_Objective_. Quote the listing below in full and exactly as written, but omit every picture.
>> begin Record set
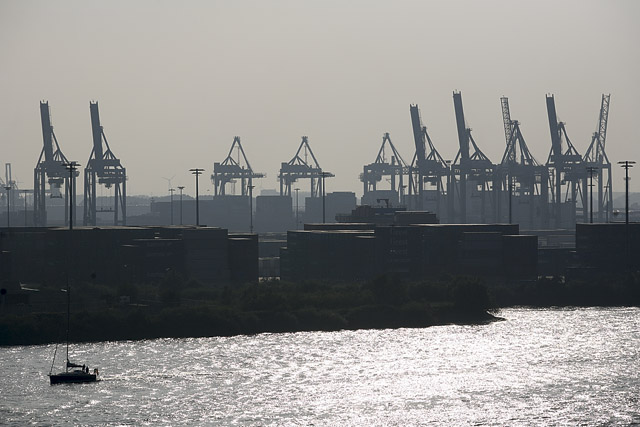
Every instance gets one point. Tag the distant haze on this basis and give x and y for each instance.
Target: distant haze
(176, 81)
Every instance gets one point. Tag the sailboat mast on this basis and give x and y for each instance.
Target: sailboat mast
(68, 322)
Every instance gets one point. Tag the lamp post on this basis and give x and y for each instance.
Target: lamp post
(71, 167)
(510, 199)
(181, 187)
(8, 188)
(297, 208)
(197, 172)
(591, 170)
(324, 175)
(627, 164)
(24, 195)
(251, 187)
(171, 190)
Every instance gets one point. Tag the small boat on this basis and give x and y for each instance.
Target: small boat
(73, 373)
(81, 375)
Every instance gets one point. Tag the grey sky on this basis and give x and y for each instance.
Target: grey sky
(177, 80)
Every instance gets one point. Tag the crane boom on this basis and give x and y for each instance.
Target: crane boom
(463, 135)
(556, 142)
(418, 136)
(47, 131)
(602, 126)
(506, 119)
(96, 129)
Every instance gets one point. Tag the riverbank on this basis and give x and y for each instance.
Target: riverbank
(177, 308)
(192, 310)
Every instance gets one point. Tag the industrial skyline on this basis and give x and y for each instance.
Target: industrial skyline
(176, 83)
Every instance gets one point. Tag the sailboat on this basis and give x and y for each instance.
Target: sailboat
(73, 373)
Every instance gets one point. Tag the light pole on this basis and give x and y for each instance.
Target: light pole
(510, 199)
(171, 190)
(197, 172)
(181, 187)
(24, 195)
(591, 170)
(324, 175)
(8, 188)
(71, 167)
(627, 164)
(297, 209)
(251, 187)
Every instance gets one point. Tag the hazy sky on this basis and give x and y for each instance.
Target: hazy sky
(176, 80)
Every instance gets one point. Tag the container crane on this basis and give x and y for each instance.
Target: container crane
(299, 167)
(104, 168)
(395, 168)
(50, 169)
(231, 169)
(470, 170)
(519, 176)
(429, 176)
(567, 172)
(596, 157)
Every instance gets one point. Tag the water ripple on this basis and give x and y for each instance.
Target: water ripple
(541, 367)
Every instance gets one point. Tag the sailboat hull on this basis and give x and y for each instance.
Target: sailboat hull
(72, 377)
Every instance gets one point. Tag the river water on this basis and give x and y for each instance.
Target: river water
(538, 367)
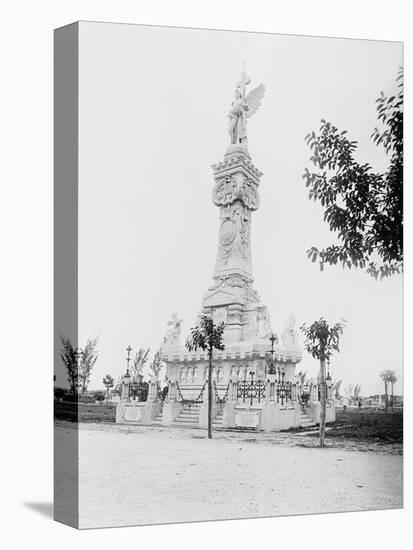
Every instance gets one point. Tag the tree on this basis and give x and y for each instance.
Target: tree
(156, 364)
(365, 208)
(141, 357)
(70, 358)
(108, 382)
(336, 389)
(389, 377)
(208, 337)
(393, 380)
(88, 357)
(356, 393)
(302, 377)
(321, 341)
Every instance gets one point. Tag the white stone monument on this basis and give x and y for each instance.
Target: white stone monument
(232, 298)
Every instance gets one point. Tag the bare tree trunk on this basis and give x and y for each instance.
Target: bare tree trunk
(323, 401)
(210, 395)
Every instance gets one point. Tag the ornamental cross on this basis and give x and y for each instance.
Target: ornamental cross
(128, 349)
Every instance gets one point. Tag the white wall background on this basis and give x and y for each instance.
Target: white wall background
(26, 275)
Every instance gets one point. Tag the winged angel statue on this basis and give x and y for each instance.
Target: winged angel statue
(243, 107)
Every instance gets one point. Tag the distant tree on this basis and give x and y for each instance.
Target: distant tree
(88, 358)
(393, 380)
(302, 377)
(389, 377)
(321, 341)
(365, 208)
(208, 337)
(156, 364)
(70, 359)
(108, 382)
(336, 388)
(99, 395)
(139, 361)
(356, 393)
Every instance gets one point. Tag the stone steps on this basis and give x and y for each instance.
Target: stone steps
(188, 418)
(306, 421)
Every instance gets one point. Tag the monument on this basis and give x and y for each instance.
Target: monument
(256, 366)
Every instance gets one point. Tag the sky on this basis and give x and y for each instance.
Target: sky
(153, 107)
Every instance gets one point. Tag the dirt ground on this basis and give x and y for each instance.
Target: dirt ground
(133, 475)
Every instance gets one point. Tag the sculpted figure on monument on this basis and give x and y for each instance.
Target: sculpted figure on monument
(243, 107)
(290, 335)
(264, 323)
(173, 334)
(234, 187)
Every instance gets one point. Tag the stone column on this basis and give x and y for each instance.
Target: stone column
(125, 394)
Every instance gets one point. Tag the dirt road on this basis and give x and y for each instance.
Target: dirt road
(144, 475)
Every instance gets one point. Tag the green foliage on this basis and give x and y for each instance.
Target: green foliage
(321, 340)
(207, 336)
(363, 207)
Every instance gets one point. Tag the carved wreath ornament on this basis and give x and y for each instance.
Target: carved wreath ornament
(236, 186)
>> end Record set
_Task solution_.
Every instance gets one point. Tag the distant haze on this basis and give x and y for each instance.
Target: distant haze
(176, 81)
Every instance gets one point. Tag the sailboat mast on this basis and give x and y for each instance.
Target: sailboat mast
(68, 322)
Every instance gets one point. Tag the lamp post on this basis and give x and y for each instance.
Target: lamp post
(71, 167)
(510, 199)
(181, 187)
(8, 188)
(297, 208)
(197, 172)
(591, 170)
(324, 175)
(627, 164)
(24, 195)
(251, 187)
(171, 190)
Every instance gets one point. Tag the small boat on this basis and give x and y for each instance.
Target: small boat
(73, 373)
(81, 375)
Every instance gets one point. Tag the grey sky on this basis and give x and y for each instance.
Target: grey sky
(177, 80)
Every instance gets one point. Tag the crane boom on this basis and give x and y for each instance.
Target: crane boom
(463, 135)
(556, 142)
(418, 136)
(47, 131)
(602, 126)
(506, 119)
(96, 129)
Every instance gets one point. Tag the riverbank on this basis and give x and y for each instance.
Target: riverbank
(177, 308)
(192, 310)
Every instance gets one point. Tag the industrial skyline on this basis and give x and y for each instance.
Target: industrial skyline
(176, 83)
Every instance gets one point. Tag the sailboat on this basis and give x and y for each instance.
Target: sailboat
(73, 373)
Every instance gets one point. Tag the light pole on this basis and give x and y for each instance.
Target: light pole
(510, 199)
(171, 190)
(197, 172)
(181, 187)
(24, 195)
(591, 170)
(324, 175)
(8, 188)
(71, 167)
(627, 164)
(297, 209)
(251, 187)
Every instance gets one point. Tag the hazy sky on this basis and give x and y for each instance.
Target: hazy sky
(176, 80)
Every instance gets one point. Tag the container crane on this basis and give x and y for each instance.
Target: container crane
(299, 167)
(104, 168)
(395, 168)
(50, 169)
(231, 169)
(470, 170)
(519, 176)
(429, 176)
(567, 172)
(596, 157)
Every instance gets one point. Tag the water ripple on this basis and give x and y for each instance.
Target: water ripple
(541, 367)
Every instance gets one point. Tag the sailboat hull on this basis and give x and y for each instance.
Target: sailboat hull
(72, 377)
Every instance gets one point. Tag the river water on this basis and give x and y for each instance.
Target: river water
(538, 367)
Every instance gets one point. Tag the tree on this basis and give x and y for each instance.
Target: tree
(156, 364)
(365, 208)
(141, 357)
(70, 358)
(108, 382)
(336, 389)
(389, 377)
(208, 337)
(393, 380)
(88, 357)
(356, 393)
(302, 377)
(321, 341)
Every instance gets one point. Tag the white stone monument on this basis and give x and y for each instance.
Target: white stone monument
(232, 298)
Every instance gets one point. Tag the bare tree trunk on this basis and give x and y for each instance.
Target: bare tree trunk
(323, 401)
(210, 395)
Every instance gets one point. Tag the ornamental cross on this basis and give x and y for each instance.
Target: ornamental cross
(128, 349)
Every instance gets one point. Tag the white wall background on this basis and give x and y for each instance.
Target: white wall background
(26, 275)
Every instance gets one point. Tag the winged angel statue on this basis and give x and y for each instance.
Target: winged angel statue
(243, 107)
Every instance gets one point. Tag the distant tree on this basis and give x and y for each instance.
Target: distant tree
(88, 358)
(393, 380)
(302, 377)
(389, 377)
(321, 341)
(365, 208)
(208, 337)
(156, 364)
(70, 359)
(108, 382)
(336, 388)
(99, 395)
(139, 361)
(356, 393)
Every instance gets one point. Tag the stone steps on this basis and give x and y for each instance.
Target: stone steps
(188, 418)
(306, 421)
Every instance gets one point. Tag the monument on this basis and give x and y for each instance.
Target: monument
(256, 366)
Every instance gets one point. Tag the sky on this basis and give x and y for each instance.
Target: sky
(153, 107)
Every instance gets one point. Tag the dirt ground on this basis and give x and y for each instance.
Target: dirt ground
(133, 475)
Every instance gets one point. Tag the sculpted figure on monument on this basis and give x and y for each instance.
Target: sculpted figure on monument
(243, 107)
(290, 335)
(264, 323)
(173, 334)
(234, 187)
Every instance gets one point. Tag the stone column on this basis and give x and y for each instance.
Target: stone column
(125, 394)
Every instance gets one point. Tag the dirt road on this basis and give x and y for each instance.
Target: dirt road
(144, 475)
Every instance gets one point. Tag the green foliage on this basis and give x and y for each instance.
Target: green foliage
(321, 340)
(207, 336)
(363, 207)
Every instance gets one point. Tag the carved wreath ornament on this basis and give x and y for each instance.
Target: carved wreath ornament
(236, 186)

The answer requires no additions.